■ **Kutipan Berita**:
________________________________________

Notaris Olivia Dibayar Rp38 M untuk Muluskan Transaksi 21 Sertifikat Tanah Palsu

PEMBUKTIAN: Notaris Olivia Sherline Wiratno menjalani sidang kasus penipuan karena menyebut sertifikat palsu sebagai asli agar Hendra Thiemailattu mau membeli tanah. (Dimas Maulana/Jawa Pos)

RADARSUKABUMI.com – Hendra Thiemailattu percaya tanah yang dibelinya bersertifikat asli setelah diyakinkan notaris Olivia Sherline Wiratno. Namun, setelah membayar Rp 38 miliar, 21 sertifikat yang diterimanya palsu. Olivia kini menjalani sidang di Pengadilan Negeri Surabaya.

Hendra ditawari tanah seluas 29.400 meter persegi oleh Alek Chandra. Alek sebagai broker meyakinkan Hendra bahwa Lukman Dalton yang diklaim sebagai pemilik tanah di Gunung Anyar Tambak memiliki sertifikat hak milik (SHM). Alek mengajak Hendra bertemu Lukman di kantor notaris Olivia Sherline Wiratno agar lebih meyakinkan.

Bacaan Lainnya

Pada pertemuan Mei 2017, notaris Olivia ikut meyakinkan Hendra agar tertarik membeli tanah tersebut. Perempuan 63 tahun itu menyatakan bahwa SHM atas nama Lukman tersebut asli. Dia mengaku sudah mengecek keasliannya di kantor pertanahan.

Penjelasan Olivia itu dipercaya Hendra. Dia sepakat membeli tanah itu Rp 14 miliar. Lukman meminta Hendra membayar Rp 14,5 miliar. Senilai Rp 500 juta untuk jasa Olivia sebagai notaris.

Olivia menjanjikan akan mengurus balik nama SHM tersebut menjadi atas nama Hendra. Hendra pun melakukan pembayaran. Tidak lama setelah itu, Olivia menyerahkan sertifikat yang sudah berganti menjadi atas nama Hendra. Belakangan diketahui, sertifikat yang diterima Hendra itu palsu. Kini notaris Olivia diadili karena kasus tersebut.

Jaksa penuntut umum Harwiadi dalam dakwaannya menyatakan, Hendra awalnya belum menyadari sertfikat yang diterimanya palsu. Lukman kembali menawari Hendra tanah setelah pembelian pertama sukses. Kali ini tanah seluas 42.000 meter persegi. Lokasinya masih di Gunung Anyar Tambak. Hendra sepakat membeli dengan harga Rp 25,5 miliar. Senilai Rp 5,5 miliar dibayar tunai, sedangkan Rp 20 miliar ditukar dengan tanah Hendra yang juga di Gunung Anyar.

Prosesnya sama dengan pembelian tanah pertama. Olivia yang mengurus balik nama sertifikat dan menerima uang atas jasanya sebagai notaris. Sertifikat yang sudah atas nama Hendra itu diterima pemilik barunya. Hendra baru menyadari sertifikat tanahnya palsu setahun kemudian.

Ketika itu Hendra berniat menjualnya. Dia mengecek tanah itu bersama calon pembelinya. ”Setelah dicek lokasi, ternyata gambar di SHM dan fisik tidak sesuai,” ujar jaksa Harwiadi dalam sidang di Pengadilan Negeri Surabaya.

________________________________________

(Sekumpulan data)
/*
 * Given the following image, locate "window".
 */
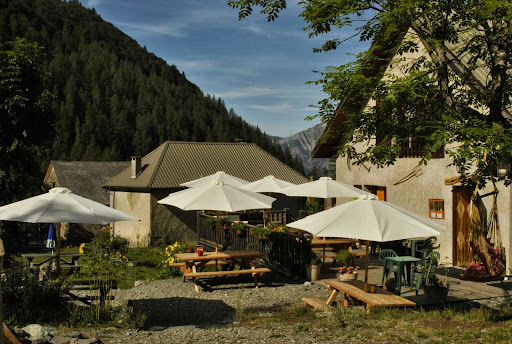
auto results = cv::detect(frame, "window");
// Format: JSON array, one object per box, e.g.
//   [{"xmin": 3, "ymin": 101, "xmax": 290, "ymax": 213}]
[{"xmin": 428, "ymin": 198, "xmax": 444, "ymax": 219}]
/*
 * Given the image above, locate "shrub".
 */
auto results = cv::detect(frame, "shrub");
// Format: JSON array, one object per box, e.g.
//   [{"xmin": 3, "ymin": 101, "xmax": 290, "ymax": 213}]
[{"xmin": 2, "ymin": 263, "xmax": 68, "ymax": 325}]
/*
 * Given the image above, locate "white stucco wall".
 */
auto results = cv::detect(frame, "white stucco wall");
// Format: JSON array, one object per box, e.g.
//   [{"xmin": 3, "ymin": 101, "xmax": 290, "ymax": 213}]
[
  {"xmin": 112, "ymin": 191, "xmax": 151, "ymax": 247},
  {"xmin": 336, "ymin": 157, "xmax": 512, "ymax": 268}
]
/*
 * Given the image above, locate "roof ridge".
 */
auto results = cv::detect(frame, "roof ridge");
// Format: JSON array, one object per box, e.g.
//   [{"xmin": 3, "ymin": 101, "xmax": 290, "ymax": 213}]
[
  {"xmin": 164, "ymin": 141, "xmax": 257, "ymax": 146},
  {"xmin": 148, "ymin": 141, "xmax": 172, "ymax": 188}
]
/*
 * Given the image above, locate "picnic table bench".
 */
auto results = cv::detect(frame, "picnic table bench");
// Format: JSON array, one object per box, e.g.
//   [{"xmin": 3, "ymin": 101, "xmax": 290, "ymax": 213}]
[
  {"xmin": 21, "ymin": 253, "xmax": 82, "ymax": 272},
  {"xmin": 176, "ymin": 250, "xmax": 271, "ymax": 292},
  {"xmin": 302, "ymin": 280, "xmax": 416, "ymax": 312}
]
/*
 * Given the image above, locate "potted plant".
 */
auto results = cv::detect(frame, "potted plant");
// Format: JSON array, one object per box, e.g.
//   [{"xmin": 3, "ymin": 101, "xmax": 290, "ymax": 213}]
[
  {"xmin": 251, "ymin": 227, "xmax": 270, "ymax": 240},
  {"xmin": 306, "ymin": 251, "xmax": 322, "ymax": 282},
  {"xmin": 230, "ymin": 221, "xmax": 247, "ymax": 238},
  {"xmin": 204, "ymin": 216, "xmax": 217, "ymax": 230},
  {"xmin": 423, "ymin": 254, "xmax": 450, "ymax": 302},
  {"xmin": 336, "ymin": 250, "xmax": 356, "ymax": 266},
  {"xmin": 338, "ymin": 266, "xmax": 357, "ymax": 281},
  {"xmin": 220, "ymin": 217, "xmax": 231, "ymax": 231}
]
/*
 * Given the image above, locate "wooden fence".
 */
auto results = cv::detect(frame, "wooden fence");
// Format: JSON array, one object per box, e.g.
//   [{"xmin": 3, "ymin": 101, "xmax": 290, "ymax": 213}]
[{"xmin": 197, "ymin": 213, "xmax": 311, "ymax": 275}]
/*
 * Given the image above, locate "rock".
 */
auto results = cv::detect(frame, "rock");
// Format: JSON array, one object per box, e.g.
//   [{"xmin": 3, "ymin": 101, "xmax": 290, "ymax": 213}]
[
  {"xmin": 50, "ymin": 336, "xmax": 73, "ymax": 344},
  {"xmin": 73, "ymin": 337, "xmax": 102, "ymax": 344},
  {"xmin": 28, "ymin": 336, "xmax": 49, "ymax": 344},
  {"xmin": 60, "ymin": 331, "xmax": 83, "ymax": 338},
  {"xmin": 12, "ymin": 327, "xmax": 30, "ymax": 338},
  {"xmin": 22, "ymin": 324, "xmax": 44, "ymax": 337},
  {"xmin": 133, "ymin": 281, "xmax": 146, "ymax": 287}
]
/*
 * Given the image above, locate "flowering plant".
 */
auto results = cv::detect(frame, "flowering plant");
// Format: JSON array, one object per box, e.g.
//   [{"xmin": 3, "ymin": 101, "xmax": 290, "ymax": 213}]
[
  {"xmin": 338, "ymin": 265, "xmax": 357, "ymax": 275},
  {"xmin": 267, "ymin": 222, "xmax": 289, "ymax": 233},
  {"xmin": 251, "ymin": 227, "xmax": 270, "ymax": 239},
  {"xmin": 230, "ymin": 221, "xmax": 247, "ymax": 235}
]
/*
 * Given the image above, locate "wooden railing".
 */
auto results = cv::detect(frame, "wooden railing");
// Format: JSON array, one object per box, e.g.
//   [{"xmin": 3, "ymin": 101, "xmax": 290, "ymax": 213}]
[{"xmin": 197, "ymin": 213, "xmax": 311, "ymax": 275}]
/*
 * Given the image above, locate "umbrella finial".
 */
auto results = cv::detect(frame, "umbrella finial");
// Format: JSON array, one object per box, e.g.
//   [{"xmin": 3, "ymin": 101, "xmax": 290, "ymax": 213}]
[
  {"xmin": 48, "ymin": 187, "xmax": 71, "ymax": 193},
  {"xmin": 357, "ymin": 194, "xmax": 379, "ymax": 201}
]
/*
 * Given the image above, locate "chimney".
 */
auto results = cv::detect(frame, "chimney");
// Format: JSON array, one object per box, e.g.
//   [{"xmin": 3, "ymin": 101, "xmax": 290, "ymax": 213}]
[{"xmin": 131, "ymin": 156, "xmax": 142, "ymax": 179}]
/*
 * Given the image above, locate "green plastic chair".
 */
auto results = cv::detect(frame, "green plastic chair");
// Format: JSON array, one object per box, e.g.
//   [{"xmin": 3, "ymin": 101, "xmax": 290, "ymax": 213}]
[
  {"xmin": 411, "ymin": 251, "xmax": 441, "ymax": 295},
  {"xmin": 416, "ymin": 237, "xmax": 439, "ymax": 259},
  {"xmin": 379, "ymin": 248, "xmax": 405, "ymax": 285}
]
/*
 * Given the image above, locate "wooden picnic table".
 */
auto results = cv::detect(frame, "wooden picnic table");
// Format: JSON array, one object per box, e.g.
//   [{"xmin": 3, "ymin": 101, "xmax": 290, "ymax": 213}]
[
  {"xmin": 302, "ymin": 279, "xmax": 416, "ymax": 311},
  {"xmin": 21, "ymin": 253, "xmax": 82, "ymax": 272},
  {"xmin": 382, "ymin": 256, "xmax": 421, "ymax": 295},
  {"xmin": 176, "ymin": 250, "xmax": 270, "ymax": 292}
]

________________________________________

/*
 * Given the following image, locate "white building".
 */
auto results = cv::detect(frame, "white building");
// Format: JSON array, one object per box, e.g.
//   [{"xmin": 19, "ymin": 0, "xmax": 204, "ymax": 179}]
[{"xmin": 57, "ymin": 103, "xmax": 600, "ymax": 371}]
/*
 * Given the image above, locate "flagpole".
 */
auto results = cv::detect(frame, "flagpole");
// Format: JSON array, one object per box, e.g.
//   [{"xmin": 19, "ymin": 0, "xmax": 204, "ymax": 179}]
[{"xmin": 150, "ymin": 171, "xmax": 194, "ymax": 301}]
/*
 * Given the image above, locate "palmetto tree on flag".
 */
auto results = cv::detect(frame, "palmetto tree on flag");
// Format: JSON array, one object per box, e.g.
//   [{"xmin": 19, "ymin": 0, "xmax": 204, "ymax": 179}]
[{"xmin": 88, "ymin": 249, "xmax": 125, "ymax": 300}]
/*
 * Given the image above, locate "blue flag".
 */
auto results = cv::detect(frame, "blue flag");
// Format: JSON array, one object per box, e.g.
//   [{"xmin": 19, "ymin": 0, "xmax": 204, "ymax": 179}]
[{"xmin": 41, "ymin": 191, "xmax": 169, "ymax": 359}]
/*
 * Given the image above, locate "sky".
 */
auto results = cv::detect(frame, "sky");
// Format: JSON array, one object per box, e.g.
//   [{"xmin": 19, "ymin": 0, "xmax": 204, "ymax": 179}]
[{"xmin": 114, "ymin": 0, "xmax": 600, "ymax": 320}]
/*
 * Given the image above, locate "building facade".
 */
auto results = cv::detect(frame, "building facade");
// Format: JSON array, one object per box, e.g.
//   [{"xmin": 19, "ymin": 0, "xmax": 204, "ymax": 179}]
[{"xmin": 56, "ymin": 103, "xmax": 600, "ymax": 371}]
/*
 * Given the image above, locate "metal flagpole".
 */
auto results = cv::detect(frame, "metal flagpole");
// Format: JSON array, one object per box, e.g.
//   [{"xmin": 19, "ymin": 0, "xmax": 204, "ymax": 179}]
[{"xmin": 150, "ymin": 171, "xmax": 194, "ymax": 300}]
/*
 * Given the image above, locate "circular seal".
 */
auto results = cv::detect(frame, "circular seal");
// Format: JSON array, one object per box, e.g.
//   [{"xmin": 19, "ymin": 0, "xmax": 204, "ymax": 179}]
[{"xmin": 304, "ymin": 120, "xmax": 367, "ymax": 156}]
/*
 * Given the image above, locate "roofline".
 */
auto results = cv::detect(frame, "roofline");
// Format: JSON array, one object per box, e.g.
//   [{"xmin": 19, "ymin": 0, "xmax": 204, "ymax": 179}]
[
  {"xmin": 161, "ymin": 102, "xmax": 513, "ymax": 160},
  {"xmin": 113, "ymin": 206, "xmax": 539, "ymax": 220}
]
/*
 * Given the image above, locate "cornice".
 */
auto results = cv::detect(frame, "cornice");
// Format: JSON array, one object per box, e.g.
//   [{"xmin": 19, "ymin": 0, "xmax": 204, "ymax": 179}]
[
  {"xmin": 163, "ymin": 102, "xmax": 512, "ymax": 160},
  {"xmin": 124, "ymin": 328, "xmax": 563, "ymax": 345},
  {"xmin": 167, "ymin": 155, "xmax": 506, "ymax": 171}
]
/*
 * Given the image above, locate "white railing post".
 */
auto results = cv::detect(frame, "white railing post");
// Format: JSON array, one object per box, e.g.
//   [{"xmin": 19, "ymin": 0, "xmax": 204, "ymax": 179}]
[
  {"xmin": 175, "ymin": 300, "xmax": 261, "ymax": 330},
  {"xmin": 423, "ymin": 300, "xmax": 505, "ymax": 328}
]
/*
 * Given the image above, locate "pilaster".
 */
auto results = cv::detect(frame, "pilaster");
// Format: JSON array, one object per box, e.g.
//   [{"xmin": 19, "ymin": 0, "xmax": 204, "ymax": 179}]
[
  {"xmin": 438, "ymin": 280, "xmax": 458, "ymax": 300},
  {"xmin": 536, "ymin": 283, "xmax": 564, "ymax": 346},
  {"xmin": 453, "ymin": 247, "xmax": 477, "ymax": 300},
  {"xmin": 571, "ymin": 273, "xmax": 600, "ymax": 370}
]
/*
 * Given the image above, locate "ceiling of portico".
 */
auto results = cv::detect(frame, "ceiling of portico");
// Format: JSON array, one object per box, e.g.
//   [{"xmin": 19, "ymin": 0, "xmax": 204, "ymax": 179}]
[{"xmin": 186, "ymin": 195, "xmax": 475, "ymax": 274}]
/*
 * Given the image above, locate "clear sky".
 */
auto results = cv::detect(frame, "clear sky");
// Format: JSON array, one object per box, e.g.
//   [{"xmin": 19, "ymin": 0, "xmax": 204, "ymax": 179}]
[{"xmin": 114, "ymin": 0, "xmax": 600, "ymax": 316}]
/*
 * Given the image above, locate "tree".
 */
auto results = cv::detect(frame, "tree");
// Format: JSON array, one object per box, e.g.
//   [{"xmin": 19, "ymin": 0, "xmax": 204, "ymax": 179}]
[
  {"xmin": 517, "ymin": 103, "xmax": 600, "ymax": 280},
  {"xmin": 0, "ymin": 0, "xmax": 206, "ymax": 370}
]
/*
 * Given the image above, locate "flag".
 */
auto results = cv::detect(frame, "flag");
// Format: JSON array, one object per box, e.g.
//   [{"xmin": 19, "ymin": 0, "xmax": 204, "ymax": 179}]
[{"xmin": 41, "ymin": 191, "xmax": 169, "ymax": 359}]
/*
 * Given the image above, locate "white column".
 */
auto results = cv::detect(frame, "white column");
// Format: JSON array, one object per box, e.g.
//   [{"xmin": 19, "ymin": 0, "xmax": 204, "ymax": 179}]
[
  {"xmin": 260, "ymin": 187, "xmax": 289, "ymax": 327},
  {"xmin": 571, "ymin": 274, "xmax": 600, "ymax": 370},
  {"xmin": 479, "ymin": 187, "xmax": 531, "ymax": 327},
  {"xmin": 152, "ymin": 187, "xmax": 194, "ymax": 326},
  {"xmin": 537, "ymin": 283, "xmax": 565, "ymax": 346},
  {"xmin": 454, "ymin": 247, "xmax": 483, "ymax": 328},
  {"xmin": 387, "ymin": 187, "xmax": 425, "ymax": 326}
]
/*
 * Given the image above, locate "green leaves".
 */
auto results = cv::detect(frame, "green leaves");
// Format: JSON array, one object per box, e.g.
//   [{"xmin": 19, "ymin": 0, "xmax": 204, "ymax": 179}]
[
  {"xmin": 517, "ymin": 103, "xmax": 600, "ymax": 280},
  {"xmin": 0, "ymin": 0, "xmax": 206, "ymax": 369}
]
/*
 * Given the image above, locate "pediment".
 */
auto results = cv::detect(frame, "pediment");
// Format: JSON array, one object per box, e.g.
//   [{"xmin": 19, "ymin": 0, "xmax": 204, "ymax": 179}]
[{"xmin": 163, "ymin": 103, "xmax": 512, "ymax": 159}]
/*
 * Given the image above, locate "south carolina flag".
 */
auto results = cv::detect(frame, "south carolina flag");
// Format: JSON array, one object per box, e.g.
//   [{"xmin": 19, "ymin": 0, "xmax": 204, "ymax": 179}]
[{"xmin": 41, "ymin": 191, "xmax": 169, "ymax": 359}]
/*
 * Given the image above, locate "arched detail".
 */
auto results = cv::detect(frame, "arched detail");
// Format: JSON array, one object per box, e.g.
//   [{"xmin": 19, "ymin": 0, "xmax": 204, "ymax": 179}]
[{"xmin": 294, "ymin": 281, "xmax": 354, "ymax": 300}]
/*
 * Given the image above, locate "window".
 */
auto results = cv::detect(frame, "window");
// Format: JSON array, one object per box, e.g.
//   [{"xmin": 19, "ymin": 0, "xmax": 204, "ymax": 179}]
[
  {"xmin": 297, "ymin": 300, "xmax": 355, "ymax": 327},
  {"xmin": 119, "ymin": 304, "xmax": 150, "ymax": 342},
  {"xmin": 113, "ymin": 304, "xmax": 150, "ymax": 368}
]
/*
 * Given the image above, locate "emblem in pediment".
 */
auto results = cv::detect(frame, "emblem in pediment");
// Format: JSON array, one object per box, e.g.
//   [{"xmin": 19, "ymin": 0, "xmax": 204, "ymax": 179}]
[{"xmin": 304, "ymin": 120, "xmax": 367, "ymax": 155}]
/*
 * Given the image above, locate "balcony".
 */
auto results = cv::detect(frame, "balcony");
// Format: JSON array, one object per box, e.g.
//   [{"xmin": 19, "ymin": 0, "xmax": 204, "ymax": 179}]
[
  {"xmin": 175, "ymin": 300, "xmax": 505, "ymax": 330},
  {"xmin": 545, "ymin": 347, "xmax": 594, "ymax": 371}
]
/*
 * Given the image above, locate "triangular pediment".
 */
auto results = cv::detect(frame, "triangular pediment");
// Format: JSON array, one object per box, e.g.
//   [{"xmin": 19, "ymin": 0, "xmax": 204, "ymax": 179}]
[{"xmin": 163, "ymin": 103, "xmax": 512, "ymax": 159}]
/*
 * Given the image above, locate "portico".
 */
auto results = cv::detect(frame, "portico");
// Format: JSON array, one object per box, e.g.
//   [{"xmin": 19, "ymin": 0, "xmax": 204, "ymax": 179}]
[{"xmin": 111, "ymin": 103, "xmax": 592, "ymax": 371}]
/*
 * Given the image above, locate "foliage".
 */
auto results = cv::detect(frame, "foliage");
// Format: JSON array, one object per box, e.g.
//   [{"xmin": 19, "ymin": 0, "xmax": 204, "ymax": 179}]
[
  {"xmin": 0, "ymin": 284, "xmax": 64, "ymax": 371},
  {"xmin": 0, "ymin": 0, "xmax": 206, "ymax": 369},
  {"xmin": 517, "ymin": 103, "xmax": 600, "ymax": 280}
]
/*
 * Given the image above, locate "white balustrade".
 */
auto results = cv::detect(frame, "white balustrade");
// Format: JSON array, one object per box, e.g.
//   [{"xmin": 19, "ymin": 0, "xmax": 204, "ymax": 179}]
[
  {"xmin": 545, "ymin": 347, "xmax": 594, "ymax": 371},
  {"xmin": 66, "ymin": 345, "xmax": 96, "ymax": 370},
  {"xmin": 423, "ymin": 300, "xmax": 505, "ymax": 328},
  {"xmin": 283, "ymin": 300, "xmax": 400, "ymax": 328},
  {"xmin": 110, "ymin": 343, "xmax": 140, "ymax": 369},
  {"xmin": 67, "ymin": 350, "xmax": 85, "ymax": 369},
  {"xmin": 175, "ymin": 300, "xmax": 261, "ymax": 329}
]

________________________________________

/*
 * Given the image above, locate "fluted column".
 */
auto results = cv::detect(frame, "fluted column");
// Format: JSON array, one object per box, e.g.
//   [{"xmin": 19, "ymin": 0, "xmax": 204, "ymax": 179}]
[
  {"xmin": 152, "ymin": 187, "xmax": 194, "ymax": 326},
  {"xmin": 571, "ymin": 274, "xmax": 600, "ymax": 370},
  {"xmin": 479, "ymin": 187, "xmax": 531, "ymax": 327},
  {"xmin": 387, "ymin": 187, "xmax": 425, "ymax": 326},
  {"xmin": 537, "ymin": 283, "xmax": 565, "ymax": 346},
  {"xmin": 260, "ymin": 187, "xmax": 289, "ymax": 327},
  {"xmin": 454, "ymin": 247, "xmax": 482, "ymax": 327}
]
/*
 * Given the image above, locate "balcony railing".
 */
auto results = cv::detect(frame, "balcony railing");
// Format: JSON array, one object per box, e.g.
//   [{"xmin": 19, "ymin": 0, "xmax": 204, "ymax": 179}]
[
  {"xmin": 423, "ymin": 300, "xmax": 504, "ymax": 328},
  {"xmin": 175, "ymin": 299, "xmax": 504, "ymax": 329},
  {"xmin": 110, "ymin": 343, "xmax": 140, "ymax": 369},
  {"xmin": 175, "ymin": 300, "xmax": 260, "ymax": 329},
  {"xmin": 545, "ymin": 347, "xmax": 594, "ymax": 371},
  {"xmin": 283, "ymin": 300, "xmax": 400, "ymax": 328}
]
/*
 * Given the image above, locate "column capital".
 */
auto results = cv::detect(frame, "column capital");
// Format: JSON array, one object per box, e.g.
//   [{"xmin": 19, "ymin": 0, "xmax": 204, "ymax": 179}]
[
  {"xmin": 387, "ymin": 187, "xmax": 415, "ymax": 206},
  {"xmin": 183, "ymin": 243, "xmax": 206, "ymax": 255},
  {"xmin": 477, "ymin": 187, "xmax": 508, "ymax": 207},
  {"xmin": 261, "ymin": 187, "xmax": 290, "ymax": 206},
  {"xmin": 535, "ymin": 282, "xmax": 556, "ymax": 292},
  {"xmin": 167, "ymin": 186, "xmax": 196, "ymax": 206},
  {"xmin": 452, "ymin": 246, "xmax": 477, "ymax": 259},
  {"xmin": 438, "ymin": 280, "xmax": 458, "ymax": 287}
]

________________________________________

■ **Daftar Tugas**:
- 1) Menurut berita kasus sertifikat tanah palsu, berapa usia notaris Olivia?
- 2) Ganti "Mei 2017" dengan "Juni 2017" di berita kasus sertifikat tanah palsu, lalu tulis bagian dari "Bacaan Lainnya" sampai "di kantor pertanahan.".
- 3) Lanjutkan berita kasus sertifikat tanah palsu itu mulai setelah kalimat terakhirnya.

■ **Daftar Jawaban**:
- 1) 63 tahun.

- 2)
Bacaan Lainnya

Pada pertemuan Juni 2017, notaris Olivia ikut meyakinkan Hendra agar tertarik membeli tanah tersebut. Perempuan 63 tahun itu menyatakan bahwa SHM atas nama Lukman tersebut asli. Dia mengaku sudah mengecek keasliannya di kantor pertanahan.

- 3)
Hendra minta pertanggungjawaban Lukman. Lukman sepakat mengganti tanah bersertifikat palsu itu dengan tanah lain di Trosobo, Sidoarjo. Dua SHM yang sudah di tangan Hendra ditarik lagi oleh Lukman. Diganti dengan 12 SHM tanah di Trosobo.

Hendra sepakat membelinya dengan harga Rp 49,8 miliar. Dia menambah pembayaran Rp 34 miliar. Senilai Rp 9 miliar dibayar tunai dan Rp 25 miliar ditukar dengan hotel di Rungkut.

”Hendra curiga jika SHM tersebut juga palsu. Dia meminta tolong teman notaris yang lain untuk mengecekkan. Namun, baru dilihat sudah dinyatakan palsu,” tutur jaksa yang akrab disapa Wiwit tersebut.

Hendra kembali minta Lukman menukarnya dengan tanah lain. Lukman mengganti dengan tujuh SHM. Dua SHM di Pakal dan lima lainnya di Kalijudan. Lukman mengaku sudah membeli tanah-tanah itu, tetapi belum dibalik nama menjadi atas namanya.

Lukman menghargainya Rp 126,3 miliar. Hendra sepakat. Dia menerima tujuh SHM itu dan mengembalikan sertifikat-sertifikat lain yang sebelumnya diterimanya ke Olivia. ”Atas pembelian tersebut, terdakwa Olivia menyampaikan kepada Hendra bahwa seluruh SHM akan dibuatkan akta jual beli dan dibalik nama,” kata Harwiadi.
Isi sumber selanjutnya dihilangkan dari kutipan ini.